#### What is expected
Output the lines from the one containing "Cam-trap alert: motion was detected. Identify mouth" through the one containing "0, 18, 25, 62", inclusive, reproducing each precisely.

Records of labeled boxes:
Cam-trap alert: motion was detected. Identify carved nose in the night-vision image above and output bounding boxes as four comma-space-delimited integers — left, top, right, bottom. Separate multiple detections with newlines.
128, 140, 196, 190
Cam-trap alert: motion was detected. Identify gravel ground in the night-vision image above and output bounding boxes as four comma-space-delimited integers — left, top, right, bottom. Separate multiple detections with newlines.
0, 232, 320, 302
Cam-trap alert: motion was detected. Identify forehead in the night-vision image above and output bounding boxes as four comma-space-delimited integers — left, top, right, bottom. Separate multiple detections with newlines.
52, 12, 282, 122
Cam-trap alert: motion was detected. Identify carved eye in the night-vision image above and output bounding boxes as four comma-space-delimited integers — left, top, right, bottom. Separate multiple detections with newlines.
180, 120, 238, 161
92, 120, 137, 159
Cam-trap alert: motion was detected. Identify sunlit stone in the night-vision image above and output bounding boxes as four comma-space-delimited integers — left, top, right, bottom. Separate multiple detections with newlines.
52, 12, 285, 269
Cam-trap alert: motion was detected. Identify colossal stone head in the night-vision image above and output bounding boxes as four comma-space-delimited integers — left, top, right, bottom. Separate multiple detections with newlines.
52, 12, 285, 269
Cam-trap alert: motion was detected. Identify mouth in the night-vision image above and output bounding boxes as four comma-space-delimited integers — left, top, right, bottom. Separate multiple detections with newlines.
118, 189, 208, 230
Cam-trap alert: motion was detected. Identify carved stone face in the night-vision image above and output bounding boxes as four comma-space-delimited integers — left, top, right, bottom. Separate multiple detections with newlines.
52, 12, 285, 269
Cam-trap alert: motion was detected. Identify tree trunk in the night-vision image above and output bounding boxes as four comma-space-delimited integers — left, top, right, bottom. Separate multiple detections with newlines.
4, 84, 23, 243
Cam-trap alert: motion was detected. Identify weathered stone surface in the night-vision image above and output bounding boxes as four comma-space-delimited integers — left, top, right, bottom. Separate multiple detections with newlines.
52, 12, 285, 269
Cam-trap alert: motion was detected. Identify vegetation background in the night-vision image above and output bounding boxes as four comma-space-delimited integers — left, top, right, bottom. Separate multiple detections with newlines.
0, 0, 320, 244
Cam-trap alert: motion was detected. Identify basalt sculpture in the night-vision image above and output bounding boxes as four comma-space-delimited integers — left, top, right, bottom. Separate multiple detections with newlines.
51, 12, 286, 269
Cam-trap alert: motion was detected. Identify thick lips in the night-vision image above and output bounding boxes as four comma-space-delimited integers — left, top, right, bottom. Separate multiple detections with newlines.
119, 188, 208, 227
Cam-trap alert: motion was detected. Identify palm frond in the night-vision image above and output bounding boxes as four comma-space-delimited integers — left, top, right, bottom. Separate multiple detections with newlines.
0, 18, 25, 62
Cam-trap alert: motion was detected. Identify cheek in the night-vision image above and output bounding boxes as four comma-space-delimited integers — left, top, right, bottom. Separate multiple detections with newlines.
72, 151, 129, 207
* * *
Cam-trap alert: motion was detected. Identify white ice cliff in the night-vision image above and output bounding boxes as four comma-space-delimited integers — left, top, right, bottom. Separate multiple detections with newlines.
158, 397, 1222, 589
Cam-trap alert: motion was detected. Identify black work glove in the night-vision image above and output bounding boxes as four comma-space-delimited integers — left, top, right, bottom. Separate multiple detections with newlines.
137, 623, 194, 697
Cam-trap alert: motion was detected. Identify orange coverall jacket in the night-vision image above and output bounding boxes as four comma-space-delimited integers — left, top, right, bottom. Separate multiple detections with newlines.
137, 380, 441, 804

#### Exercise answer
Cam-trap alert: motion was detected. Identify mouth in the night-vision image above and output bounding boxes as four comma-space-delimited integers — left, top, right, bottom. Separate multiple detections with newlines.
118, 189, 208, 230
Cam-trap alert: motion was detected. Identify carved stone face in the night-vision image above and output bounding boxes as four comma-space-delimited integers — left, top, right, bottom. Separate multiple detections with newlines.
52, 12, 285, 269
Cam-trap alert: motion was detected. Identify tree trunk in the night-vision image above and output bounding boxes as four comma-space-delimited integers — left, top, right, bottom. Separate multiple detections with newlines.
4, 84, 23, 243
Cam-trap alert: motion was detected. Identify weathered stone surface in the night-vision image above and output bounding boxes as four comma-space-delimited integers — left, top, right, bottom. Separate multiple detections with newlines.
52, 12, 285, 269
Cam-trap alert: motion was detected. Identify vegetation background in the night-vision image above and output bounding boxes as four comma-space-delimited integers — left, top, right, bottom. Separate multiple detections with newlines.
0, 0, 320, 244
Cam-trap alert: motion was detected. Identify basalt sculpture in the night-vision image above and output bounding boxes as four comma-space-delimited integers — left, top, right, bottom. Separate multiple detections with newlines.
51, 12, 286, 269
Cam-trap alert: motion was detected. Identify thick lips in the night-vision image above and output bounding boxes as four comma-space-delimited integers — left, top, right, bottom. Separate multiple detections with newlines.
119, 188, 208, 227
Cam-trap alert: motion was detected. Identify palm frond in the night-vision image above and output bounding boxes as four comma-space-delimited integers — left, top, right, bottom. Separate multiple detections with newlines.
0, 18, 25, 62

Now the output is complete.